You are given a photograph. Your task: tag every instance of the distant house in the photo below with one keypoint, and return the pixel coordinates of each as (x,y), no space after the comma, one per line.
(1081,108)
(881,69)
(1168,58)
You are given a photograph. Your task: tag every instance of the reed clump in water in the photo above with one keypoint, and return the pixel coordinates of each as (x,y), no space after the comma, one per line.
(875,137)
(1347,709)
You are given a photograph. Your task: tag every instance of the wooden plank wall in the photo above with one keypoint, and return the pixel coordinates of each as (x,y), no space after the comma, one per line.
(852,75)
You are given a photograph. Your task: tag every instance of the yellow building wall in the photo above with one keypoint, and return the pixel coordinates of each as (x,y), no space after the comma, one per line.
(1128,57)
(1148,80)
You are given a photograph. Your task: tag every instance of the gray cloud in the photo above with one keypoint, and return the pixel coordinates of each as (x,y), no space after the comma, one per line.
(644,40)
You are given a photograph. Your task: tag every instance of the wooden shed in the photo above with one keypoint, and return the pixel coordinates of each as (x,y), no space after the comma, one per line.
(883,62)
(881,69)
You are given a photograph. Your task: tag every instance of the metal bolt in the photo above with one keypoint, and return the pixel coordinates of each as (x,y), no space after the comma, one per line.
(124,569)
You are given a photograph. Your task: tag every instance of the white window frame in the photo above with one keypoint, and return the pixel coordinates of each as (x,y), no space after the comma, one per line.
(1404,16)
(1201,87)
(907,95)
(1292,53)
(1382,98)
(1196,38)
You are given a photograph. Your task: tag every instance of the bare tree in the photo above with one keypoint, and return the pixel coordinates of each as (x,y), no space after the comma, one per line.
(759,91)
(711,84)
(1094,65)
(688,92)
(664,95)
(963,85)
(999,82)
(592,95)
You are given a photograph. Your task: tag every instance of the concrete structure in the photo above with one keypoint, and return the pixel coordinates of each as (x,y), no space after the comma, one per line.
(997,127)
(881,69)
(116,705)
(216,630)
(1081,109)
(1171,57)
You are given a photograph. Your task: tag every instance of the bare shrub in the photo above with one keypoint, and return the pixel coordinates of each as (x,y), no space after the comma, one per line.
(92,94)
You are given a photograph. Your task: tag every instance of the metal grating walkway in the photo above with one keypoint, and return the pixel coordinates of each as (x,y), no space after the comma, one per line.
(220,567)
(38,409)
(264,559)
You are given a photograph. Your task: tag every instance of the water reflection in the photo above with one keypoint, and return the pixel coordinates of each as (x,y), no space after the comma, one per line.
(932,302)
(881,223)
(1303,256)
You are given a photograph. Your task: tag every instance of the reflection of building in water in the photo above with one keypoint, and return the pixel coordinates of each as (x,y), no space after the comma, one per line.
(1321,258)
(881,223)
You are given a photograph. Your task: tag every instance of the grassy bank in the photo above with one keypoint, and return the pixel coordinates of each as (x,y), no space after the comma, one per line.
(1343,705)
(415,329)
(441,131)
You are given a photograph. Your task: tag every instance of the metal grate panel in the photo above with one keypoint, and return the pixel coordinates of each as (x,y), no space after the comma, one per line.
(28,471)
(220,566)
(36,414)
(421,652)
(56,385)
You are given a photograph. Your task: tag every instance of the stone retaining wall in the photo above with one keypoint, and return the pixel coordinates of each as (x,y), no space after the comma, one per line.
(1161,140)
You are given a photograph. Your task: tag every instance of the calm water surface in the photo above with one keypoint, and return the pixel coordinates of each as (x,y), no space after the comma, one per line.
----------------
:: Task details ::
Go through the data and return every record exactly.

:: Answer in full ::
You are given a photograph. Your task: tag every instance of the distant house in the photo below with one keypoint, and return the pixel coordinates of each as (x,y), no space after the comma, one per line.
(1081,108)
(881,69)
(1168,58)
You are given a photograph. Your task: tag every instance of the reed clump in water in the photo above with one keypoint, and return the pixel coordinates of each as (x,y), no space after the comma, one per line.
(875,137)
(1347,709)
You are given a photograph. Your task: tag every instance of the wooden plank wall in the photo above with one keypoint, and return the pixel coordinates of each as (x,y), no space after the comma, one per line.
(852,75)
You are given a photograph. Your task: tag every instance of the yellow building wall in the photo above with one keypoint, and return the pixel coordinates of each as (x,y), no space after the comma, one per line.
(1128,57)
(1148,80)
You are given a photograph. Your task: tag every instance of the gray cloud in the photo above with one keypoint, and return the pixel coordinates of each as (x,y), no space after the comma, one per line.
(644,40)
You are given a photograph. Your task: tag every instance of the wooden shed in the photo above with one keypoint, and return the pixel coordinates of each as (x,y), no space after the comma, one per line.
(883,62)
(881,69)
You are given a photograph. Your task: tag every instance of the metal bolt in the photo above with one keypoint, and return the pixel coordinates of each as (x,y), no space after the comma, one per line.
(124,569)
You are given a photograph. Your task: tag every instance of the white window frame in the photo above with one keypoint, and return the pixel coordinates of each as (x,y), no space after the comma, one per line.
(1404,16)
(1201,87)
(907,95)
(1292,53)
(1382,98)
(1196,38)
You are given a photograph. Your task: tag every instance of the bare tree in the photo above with one keypoint, and return the pixel coordinates of each as (x,y), no space after the comma, one per line.
(759,91)
(711,84)
(1094,65)
(688,92)
(664,95)
(963,85)
(999,82)
(592,95)
You are given a photograph. Your task: tag every instance of the concrete structure in the photo above with one keypoint, and return the pixel coordinates of each as (x,y), no space after the comma, one per line.
(997,127)
(881,69)
(116,705)
(216,630)
(1081,109)
(1171,57)
You are given a photograph. Your task: tag every instance of the bare shrub in the photo above with one keypoint, and return the pixel coordinates of each as (x,y), no space after the comma, one per line.
(92,94)
You are given a photograph. Your task: tag every instance of the metal grating walkway in the photo above with one keypoint, and return the pixel coordinates of each as (x,y), no space after the comma, one per line.
(220,567)
(38,409)
(264,559)
You are given a photograph. Your task: tag every instance of the water reflection in the photo above with one keypoint, and return the pixel coordinates of each as (x,y), no space after the comma, one per line.
(932,302)
(881,223)
(1303,256)
You are given a photograph. Your task: tag every instance of the reflection of building in water in the photo above with one keypoint, and return the pixel coordinates of each as (x,y), no space after the comma, one per line.
(1321,258)
(881,223)
You are given a photograph. Your task: tag every instance of the grassy bank in the photo above with one keypoint, and return the pixel coordinates of each as (x,y), no space after the comma, one per line.
(1343,705)
(415,329)
(441,131)
You are given a photograph. Your task: tag every instance of the metal grate panel in the photo above with one keypoint, and return the pixel coordinates of each as (x,y), no space after the comma, one per line.
(28,471)
(220,566)
(36,414)
(421,652)
(56,385)
You are given a photograph. Your task: tag every instance of the stone retaining wall in the photo above with one keypoint, and return the pixel coordinates of each as (x,y), no space after the comma, one per line.
(1161,140)
You are given a photograph. Your task: tag every instance of the calm water surface in the photo above with one keypoint, and return the pixel coordinates of each as (x,y), no space after the comma, one per line.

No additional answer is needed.